Task directions =
Reproduce the entries below in full and without error.
*** Material shown ***
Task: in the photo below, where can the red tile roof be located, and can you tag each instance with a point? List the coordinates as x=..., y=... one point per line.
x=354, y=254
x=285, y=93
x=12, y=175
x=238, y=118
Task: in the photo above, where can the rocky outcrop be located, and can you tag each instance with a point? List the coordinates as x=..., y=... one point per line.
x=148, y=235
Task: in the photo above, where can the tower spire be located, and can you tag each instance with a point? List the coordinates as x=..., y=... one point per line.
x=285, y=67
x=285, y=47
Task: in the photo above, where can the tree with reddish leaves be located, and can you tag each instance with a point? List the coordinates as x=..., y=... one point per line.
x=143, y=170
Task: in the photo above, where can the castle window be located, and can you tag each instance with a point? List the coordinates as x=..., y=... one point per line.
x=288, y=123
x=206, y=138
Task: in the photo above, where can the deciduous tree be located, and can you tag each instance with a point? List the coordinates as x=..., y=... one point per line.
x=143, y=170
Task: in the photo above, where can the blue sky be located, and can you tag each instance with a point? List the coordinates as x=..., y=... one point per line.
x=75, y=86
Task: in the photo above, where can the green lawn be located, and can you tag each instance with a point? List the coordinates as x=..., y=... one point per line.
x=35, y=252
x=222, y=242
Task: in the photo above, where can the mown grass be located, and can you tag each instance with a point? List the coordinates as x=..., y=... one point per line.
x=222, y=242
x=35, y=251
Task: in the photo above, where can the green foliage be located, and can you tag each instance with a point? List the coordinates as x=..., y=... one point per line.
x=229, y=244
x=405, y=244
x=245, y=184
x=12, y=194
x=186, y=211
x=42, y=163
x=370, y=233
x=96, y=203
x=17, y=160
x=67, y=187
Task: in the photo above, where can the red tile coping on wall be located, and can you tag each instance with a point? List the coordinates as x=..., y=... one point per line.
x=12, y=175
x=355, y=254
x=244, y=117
***
Task solution =
Task: in the photo below, where can the red tile roof be located, and can you tag each instance with a point? List the coordinates as x=..., y=... one point per line.
x=354, y=254
x=285, y=93
x=12, y=175
x=238, y=118
Task: in the photo above, where can the rocky outcrop be located, and can you tag each instance with a point? List the coordinates as x=..., y=... one point per line.
x=148, y=235
Task: in the photo above, where can the tower spire be located, and can you tag each instance with a point? List the coordinates as x=..., y=... one point per line.
x=285, y=67
x=285, y=47
Task: in the photo above, where can the tree with reddish leaves be located, and can you tag each instance with a point? List the coordinates as x=..., y=... one point per line.
x=143, y=170
Task: in the photo above, where can the castle window be located, and can you tag each instance with a point? List the coordinates as x=..., y=... one point per line.
x=288, y=123
x=206, y=138
Task: in the photo above, where can the deciduous tree be located, and can you tag each instance with a point? List the coordinates as x=..., y=... one point per line.
x=143, y=170
Task: in the photo above, where can the blue sky be located, and can you tag each instance with a point? List the coordinates as x=..., y=... one point per line.
x=75, y=86
Task: in the photo above, where can the green lawn be located, and can you tag each instance with a point? List the coordinates as x=..., y=... one point per line.
x=35, y=252
x=222, y=242
Task: in the photo above, where can the mown grass be located, and can you tag each instance with a point? List the coordinates as x=..., y=... one point per line.
x=222, y=242
x=35, y=251
Task: in the photo above, where can the green foliage be located, and can you tag each instance with a point? List the coordinates as x=..., y=... one point per line.
x=229, y=244
x=405, y=244
x=245, y=184
x=12, y=194
x=186, y=211
x=42, y=163
x=370, y=233
x=96, y=203
x=17, y=160
x=67, y=187
Task: in the photo above, where can the red tile coping on wall be located, and can you tag each instance with a point? List the coordinates as x=..., y=... one point per line.
x=12, y=175
x=355, y=254
x=244, y=117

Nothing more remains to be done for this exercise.